UZBEKISTAN: Murdered Muslim Preacher's Widow Arrested.

Igor Rotar, Keston News Service, 19 April 2002

Musharaf Usmanova, a mother of six and the widow of well-known Muslim activist Farhod Usmanov who was murdered in an investigation isolation cell in Tashkent in 1999, has herself been arrested at the home of her sister in the Uzbek capital. About 50 men dressed in civilian clothes took part in her arrest on the night of 14 April, Usmanova's 16-year-old daughter Mahbuba told Keston News Service on 16 April. Neither Keston nor human rights activists in Tashkent have been able to discover what has happened to her since her arrest.

"Our mother's only crime was to be a very pious woman," Mahbuba Usmanova declared. "Since the authorities murdered our father, all our male relatives have spent time in prison. At present, five of our relatives are in prison, including my husband. Now it seems the authorities have decided to deal with the female part of our family as well."

Musharaf Usmanova's arrest is significant, as the Usmanov family is held in great respect by devout Muslims in Tashkent. Usmanova's husband Farhod was the son of a well-known Tashkent imam. Although Farhod himself was not officially a clergyman, he was an active preacher and had many followers. On 14 June 1999 he was arrested on suspicion of involvement in the banned Islamist party Hizb-ut-Tahrir, and ten days later was murdered. More than a thousand people attended his funeral.

#### WHAT IS ASKED:
**a.** Could you rescale everything in the rows from the line containing "If you would be willing to indicate the wooden" down to the end of the rows, giving those lines again with their requests unchanged and every coordinate in the answers multiplied by 2.1 and rounded to a whole number, halves up? Give only those lines.
**b.** Can you take the report on the arrest of the murdered preacher's widow further, continuing from where it stops?

#### RECORD EXTRACTS:

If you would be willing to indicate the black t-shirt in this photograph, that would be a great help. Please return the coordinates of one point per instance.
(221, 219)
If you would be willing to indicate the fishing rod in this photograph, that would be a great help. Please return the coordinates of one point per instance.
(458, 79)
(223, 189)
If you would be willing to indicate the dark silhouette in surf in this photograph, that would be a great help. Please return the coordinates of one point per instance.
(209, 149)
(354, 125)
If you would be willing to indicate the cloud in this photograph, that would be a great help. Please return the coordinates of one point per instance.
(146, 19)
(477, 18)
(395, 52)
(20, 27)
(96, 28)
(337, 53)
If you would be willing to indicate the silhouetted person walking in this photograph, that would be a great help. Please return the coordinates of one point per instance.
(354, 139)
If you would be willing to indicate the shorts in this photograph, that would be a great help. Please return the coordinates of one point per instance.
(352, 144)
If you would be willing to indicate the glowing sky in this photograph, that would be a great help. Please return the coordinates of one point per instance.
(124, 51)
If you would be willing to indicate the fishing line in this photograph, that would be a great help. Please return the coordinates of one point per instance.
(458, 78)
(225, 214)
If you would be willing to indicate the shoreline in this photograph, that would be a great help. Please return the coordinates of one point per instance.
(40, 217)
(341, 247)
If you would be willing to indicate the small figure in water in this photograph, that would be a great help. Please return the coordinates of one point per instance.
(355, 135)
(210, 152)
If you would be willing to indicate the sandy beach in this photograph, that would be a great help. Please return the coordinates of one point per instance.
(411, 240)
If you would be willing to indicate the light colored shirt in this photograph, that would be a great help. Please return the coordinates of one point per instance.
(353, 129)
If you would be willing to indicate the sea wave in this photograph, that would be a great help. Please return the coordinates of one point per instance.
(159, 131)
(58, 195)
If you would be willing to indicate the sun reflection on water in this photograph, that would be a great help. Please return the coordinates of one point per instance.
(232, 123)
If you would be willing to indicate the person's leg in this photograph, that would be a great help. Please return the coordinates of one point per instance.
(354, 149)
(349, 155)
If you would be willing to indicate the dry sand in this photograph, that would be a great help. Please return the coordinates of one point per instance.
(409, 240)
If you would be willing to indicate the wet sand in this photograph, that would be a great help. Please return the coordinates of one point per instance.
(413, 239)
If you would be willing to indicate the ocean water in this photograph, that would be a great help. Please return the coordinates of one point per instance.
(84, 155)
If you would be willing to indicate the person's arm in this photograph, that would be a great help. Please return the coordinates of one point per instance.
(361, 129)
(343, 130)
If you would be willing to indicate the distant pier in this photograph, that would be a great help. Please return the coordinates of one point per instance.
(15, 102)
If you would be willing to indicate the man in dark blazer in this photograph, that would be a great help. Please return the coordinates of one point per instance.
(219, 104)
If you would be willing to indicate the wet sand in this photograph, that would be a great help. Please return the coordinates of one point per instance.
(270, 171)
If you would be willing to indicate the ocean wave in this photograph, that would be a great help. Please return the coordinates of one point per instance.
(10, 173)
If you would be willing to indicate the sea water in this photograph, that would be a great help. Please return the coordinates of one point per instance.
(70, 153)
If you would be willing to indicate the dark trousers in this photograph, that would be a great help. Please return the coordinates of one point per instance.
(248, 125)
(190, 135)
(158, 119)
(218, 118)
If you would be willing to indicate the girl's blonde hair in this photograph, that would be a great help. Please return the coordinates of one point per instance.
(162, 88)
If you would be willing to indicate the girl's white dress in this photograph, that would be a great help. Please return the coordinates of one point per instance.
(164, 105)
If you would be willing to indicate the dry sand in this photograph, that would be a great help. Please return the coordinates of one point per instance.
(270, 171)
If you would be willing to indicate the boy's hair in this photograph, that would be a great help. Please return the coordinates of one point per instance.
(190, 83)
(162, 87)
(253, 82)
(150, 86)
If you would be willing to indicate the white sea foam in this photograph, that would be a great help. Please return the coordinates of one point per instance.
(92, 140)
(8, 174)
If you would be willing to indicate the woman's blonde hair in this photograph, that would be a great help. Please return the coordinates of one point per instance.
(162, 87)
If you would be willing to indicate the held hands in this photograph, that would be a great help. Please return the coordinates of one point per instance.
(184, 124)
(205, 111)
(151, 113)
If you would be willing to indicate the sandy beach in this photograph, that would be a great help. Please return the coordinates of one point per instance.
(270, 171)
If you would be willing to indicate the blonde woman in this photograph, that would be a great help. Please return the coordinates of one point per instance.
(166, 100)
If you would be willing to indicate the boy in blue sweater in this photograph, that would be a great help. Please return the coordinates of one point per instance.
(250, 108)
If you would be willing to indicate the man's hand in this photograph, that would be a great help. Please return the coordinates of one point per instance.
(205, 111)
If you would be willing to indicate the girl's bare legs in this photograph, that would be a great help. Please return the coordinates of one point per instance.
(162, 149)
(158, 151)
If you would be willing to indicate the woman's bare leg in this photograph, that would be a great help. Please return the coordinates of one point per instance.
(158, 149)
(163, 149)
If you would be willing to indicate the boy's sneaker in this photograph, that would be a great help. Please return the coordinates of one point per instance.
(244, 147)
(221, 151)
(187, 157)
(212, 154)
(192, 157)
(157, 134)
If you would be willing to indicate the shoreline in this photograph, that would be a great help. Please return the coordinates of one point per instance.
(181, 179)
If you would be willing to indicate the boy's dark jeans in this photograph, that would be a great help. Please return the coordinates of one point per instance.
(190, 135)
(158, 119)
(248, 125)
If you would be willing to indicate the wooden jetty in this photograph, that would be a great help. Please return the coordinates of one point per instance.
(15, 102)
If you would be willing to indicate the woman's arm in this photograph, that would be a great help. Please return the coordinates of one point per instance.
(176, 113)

#### SET OF ANSWERS:
**a.**
If you would be willing to indicate the wooden jetty in this photograph, that would be a great help. Please return the coordinates of one point per instance.
(32, 214)
If you would be willing to indicate the woman's arm in this photograph, that would be a great help. Please return the coordinates of one point per instance.
(370, 237)

**b.**
Keston has learned that to this day the Usmanov family strictly observes Islamic rules. Even the teenage girls wear a hijab, a headscarf that completely covers the head and neck, other than the face. At home they do not watch television in case they see sex scenes.

"According to our information, Usmanova was arrested because the authorities suspect her of organising a demonstration by Muslim women demanding the release of prisoners of conscience," the chairman of the Independent Organisation for Human Rights in Uzbekistan, Mikhail Ardzinov, told Keston in Tashkent on 17 April. "We are extremely concerned that, at least so far, no-one knows where Usmanova is being held. At the Internal Affairs Administration of Tashkent city they say she is not being held there. It turns out that this person has simply disappeared."

Keston's attempts on 17 April to find out what had become of Usmanova at the republican and Tashkent internal affairs administrations proved equally fruitless. Officials, who refused to identify themselves, kept giving Keston new telephone numbers, though each time no information was forthcoming.

"Usmanova's arrest is not an issue that comes within our remit," the deputy chairman of the government's committee for religious affairs, Shoazim Minovarov, told Keston on 18 April in Tashkent. "We would only be able to take this up if we had a statement about the disappearance of a believer."

One human rights researcher told Keston that the arrest appeared to represent part of a new campaign against religious women. (END)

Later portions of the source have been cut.